*AIM OF THE TASK*: Starting with the line that contains "Target: white t-shirt", reproduce each line through the end of the entries exactly as written.

*DATA SECTION*:
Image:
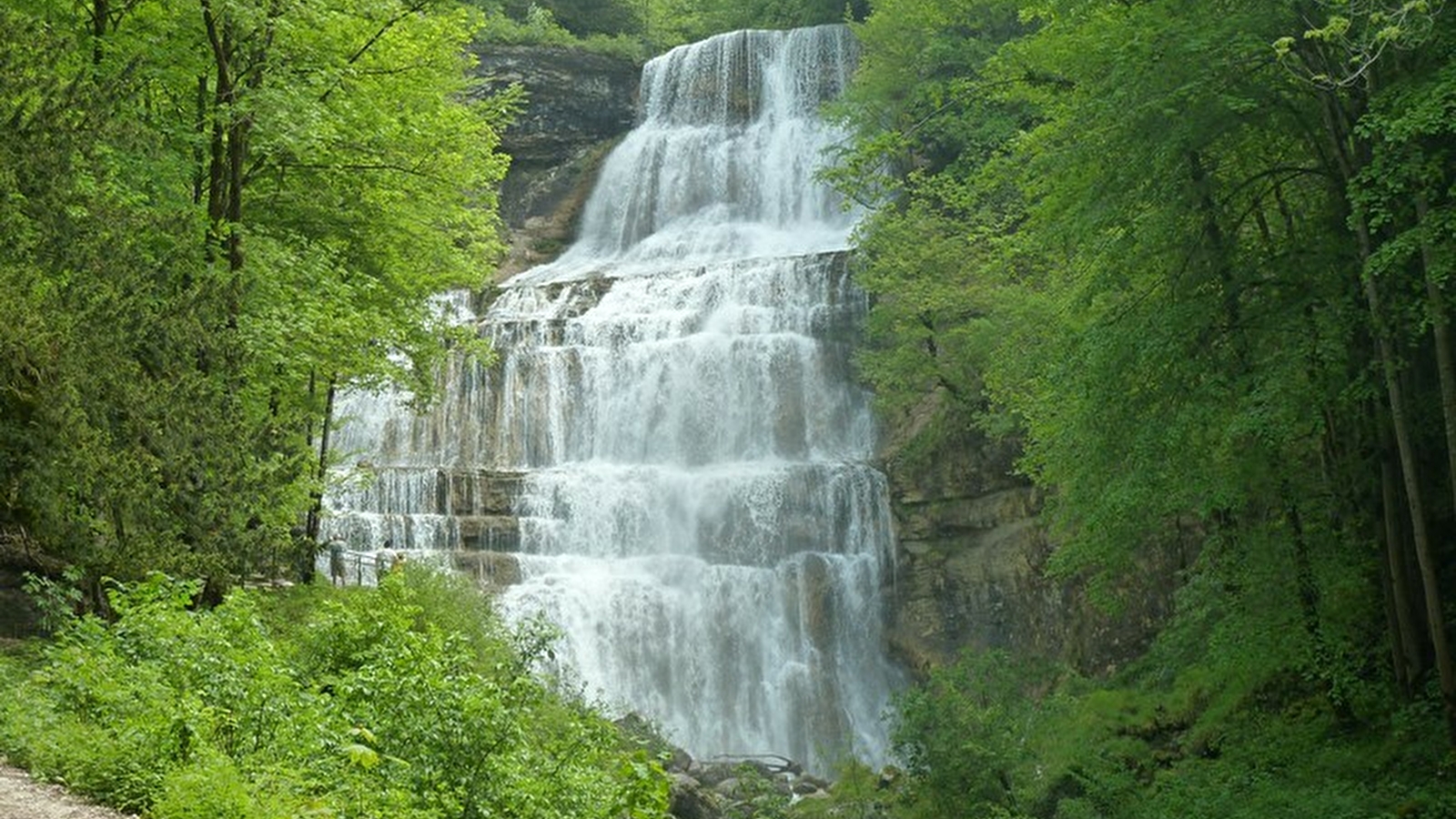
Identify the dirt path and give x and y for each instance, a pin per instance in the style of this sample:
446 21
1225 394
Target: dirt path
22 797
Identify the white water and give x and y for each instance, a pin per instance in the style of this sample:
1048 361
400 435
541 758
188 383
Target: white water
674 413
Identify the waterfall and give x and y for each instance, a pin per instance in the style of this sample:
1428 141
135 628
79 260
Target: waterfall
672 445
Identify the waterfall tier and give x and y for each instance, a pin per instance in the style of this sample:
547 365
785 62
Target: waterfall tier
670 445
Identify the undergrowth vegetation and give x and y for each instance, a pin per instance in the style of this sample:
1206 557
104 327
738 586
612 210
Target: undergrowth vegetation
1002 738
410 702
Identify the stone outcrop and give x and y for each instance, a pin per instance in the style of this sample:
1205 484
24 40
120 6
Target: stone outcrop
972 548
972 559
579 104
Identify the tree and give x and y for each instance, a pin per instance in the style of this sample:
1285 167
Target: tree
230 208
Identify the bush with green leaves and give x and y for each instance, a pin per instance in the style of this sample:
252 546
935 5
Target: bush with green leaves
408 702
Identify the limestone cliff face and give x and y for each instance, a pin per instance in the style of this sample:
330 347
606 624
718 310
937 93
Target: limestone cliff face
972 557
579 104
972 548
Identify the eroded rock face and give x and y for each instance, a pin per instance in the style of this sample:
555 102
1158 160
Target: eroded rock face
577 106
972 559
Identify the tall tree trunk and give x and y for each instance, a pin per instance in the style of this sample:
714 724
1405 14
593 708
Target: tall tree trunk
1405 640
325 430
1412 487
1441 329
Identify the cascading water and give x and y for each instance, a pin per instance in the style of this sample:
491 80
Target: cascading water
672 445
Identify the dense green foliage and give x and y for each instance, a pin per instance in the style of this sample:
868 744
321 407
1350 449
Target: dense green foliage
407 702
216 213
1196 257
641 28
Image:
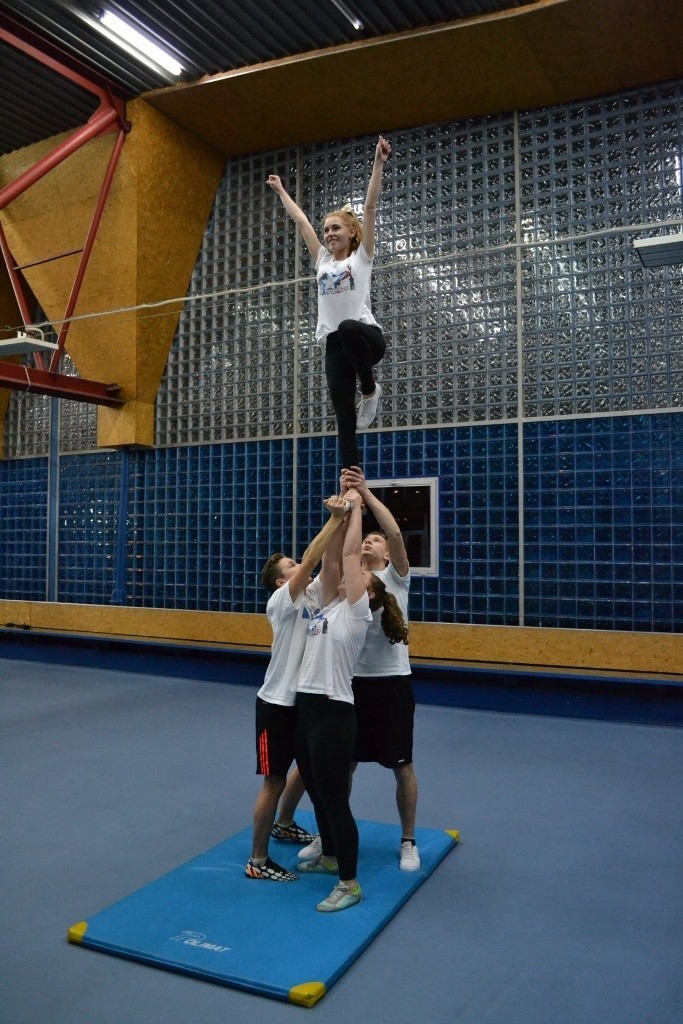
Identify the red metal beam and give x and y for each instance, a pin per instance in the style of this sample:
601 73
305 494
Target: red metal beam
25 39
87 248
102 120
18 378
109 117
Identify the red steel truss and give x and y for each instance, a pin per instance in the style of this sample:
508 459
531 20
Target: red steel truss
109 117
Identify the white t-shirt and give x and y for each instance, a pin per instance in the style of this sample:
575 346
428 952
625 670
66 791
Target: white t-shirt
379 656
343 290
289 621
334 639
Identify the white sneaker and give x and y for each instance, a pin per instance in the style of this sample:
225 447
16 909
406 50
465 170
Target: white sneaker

*EXERCISE ANSWER*:
Target: white t-shirt
379 656
343 290
289 621
334 639
Identify the white sneaker and give x and y for each instance, a pin per instance in the style of this sample:
225 447
16 909
406 50
465 170
Target: white sneaker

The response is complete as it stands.